(Stored items)
--------------------------------------------------
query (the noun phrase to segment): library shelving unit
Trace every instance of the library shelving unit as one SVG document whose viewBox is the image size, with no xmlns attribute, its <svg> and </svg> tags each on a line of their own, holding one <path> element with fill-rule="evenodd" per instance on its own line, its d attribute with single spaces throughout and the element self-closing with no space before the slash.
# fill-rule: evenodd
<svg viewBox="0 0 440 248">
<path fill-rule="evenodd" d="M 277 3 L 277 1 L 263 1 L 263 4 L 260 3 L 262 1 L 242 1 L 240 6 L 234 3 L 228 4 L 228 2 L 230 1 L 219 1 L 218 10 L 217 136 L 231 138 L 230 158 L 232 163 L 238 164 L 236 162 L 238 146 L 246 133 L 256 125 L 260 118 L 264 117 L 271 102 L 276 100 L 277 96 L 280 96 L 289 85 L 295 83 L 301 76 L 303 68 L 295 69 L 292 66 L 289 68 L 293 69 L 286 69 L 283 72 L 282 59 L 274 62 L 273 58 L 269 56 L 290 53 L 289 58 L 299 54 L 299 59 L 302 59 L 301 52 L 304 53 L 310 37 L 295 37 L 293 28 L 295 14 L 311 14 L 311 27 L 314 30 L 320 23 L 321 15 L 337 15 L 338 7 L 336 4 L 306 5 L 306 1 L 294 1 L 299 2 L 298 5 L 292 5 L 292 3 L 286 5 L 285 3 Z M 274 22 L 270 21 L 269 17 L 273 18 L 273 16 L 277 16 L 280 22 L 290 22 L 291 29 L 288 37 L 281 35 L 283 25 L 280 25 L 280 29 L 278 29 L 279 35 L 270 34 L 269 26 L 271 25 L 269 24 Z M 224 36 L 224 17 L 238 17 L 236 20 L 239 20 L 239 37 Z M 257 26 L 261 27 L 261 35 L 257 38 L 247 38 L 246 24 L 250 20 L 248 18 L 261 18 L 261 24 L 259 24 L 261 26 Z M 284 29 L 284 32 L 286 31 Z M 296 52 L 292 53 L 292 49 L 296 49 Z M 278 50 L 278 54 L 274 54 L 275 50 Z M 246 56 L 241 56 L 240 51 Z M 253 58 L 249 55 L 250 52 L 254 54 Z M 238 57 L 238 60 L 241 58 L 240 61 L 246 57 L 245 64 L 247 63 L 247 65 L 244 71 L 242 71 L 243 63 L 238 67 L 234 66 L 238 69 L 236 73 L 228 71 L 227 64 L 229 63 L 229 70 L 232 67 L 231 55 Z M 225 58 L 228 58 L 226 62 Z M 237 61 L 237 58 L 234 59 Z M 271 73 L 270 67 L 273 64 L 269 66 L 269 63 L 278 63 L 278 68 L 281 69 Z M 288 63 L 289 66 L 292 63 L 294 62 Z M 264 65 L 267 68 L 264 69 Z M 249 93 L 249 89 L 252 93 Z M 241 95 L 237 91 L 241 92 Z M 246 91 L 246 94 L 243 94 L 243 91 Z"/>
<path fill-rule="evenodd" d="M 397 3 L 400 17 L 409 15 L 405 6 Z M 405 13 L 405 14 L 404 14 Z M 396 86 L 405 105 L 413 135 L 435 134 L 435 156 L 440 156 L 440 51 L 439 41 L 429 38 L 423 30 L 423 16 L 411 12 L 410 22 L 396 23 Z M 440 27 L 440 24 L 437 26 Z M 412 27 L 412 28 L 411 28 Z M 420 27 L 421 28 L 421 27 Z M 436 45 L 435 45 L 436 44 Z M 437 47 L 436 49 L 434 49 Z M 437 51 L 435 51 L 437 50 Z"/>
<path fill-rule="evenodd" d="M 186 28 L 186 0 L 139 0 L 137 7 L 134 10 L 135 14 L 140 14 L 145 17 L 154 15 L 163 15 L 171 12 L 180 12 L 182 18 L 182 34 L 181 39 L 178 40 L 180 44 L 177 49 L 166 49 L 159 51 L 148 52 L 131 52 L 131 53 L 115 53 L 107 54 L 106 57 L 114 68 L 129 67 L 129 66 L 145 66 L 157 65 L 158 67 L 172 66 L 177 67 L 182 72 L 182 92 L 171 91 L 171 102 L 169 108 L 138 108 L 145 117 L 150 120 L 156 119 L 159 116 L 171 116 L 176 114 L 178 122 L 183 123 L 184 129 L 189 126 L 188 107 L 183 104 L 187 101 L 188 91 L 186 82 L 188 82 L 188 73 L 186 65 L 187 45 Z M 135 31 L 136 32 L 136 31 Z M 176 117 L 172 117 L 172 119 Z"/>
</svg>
--------------------------------------------------
What the task requires:
Each record must be reproduced exactly, with nothing missing.

Response to the exercise:
query (the noun phrase to segment): library shelving unit
Trace every instance of the library shelving unit as one SVG document whose viewBox is the image size, with no xmlns attribute, its <svg> and </svg> tags each on a line of their own, holding one <path> element with fill-rule="evenodd" per instance on its own line, its d attribute with single spaces throughout and the element self-closing with no space before the slash.
# fill-rule: evenodd
<svg viewBox="0 0 440 248">
<path fill-rule="evenodd" d="M 277 3 L 277 1 L 263 1 L 263 4 L 260 3 L 262 1 L 242 1 L 240 6 L 234 3 L 228 4 L 228 2 L 230 1 L 219 1 L 218 10 L 217 136 L 231 138 L 230 158 L 232 163 L 238 164 L 236 162 L 238 146 L 246 133 L 256 125 L 260 118 L 264 117 L 271 102 L 276 100 L 277 96 L 280 96 L 289 85 L 295 83 L 301 76 L 303 68 L 295 69 L 292 66 L 289 68 L 293 69 L 286 69 L 283 72 L 282 59 L 274 62 L 273 58 L 269 56 L 290 53 L 289 58 L 299 54 L 299 59 L 302 59 L 301 52 L 304 53 L 310 37 L 295 37 L 293 28 L 295 14 L 311 14 L 311 27 L 314 30 L 320 23 L 321 15 L 337 15 L 338 7 L 336 4 L 306 5 L 306 1 L 294 1 L 299 2 L 298 5 L 292 5 L 292 3 L 286 5 L 285 3 Z M 274 22 L 270 21 L 269 17 L 273 18 L 273 16 L 277 16 L 280 22 L 290 22 L 291 29 L 288 37 L 281 35 L 283 25 L 280 25 L 280 29 L 278 29 L 279 35 L 270 34 L 269 26 L 271 25 L 269 24 Z M 224 36 L 224 17 L 238 17 L 236 20 L 239 20 L 239 37 Z M 257 26 L 261 27 L 261 35 L 257 38 L 247 38 L 246 24 L 250 20 L 248 18 L 261 18 L 261 24 L 259 24 L 261 26 Z M 284 29 L 284 32 L 286 31 Z M 296 52 L 292 53 L 292 49 L 296 49 Z M 278 50 L 278 54 L 274 54 L 275 50 Z M 246 56 L 241 56 L 240 51 Z M 253 58 L 249 55 L 250 52 L 254 54 Z M 238 57 L 238 60 L 241 58 L 240 61 L 246 57 L 245 64 L 247 63 L 247 65 L 244 71 L 242 71 L 243 63 L 238 67 L 234 66 L 238 69 L 236 73 L 228 71 L 227 64 L 229 63 L 229 70 L 232 67 L 231 55 Z M 225 58 L 228 58 L 226 62 Z M 237 61 L 237 58 L 234 59 Z M 271 73 L 270 67 L 273 64 L 269 66 L 269 63 L 278 63 L 278 68 L 281 69 Z M 288 63 L 289 66 L 292 63 L 294 62 Z M 264 65 L 267 68 L 264 69 Z M 249 93 L 249 89 L 252 93 Z M 241 95 L 237 91 L 241 92 Z M 246 91 L 246 94 L 243 94 L 243 91 Z"/>
<path fill-rule="evenodd" d="M 397 3 L 400 17 L 409 15 L 405 6 Z M 405 13 L 405 14 L 404 14 Z M 396 86 L 405 105 L 413 135 L 435 134 L 435 156 L 440 156 L 440 51 L 439 41 L 429 38 L 423 30 L 423 16 L 411 12 L 410 22 L 396 23 Z M 440 27 L 440 24 L 437 26 Z M 412 27 L 412 28 L 411 28 Z M 420 27 L 421 28 L 421 27 Z M 436 45 L 435 45 L 436 44 Z M 437 47 L 436 49 L 434 49 Z M 437 51 L 435 51 L 437 50 Z"/>
<path fill-rule="evenodd" d="M 186 28 L 186 0 L 139 0 L 137 7 L 134 10 L 135 14 L 140 14 L 145 17 L 154 15 L 163 15 L 171 12 L 180 12 L 182 18 L 182 34 L 181 39 L 178 40 L 180 44 L 177 49 L 166 49 L 159 51 L 148 52 L 131 52 L 131 53 L 115 53 L 107 54 L 106 57 L 114 68 L 129 67 L 129 66 L 145 66 L 157 65 L 158 67 L 172 66 L 177 67 L 182 72 L 182 92 L 171 91 L 171 102 L 169 108 L 138 108 L 145 117 L 150 120 L 156 119 L 159 116 L 171 116 L 176 114 L 178 122 L 183 123 L 184 129 L 189 126 L 188 107 L 183 104 L 187 101 L 188 91 L 186 82 L 188 82 L 188 73 L 186 65 L 187 45 Z M 135 31 L 136 32 L 136 31 Z M 176 117 L 172 117 L 172 119 Z"/>
</svg>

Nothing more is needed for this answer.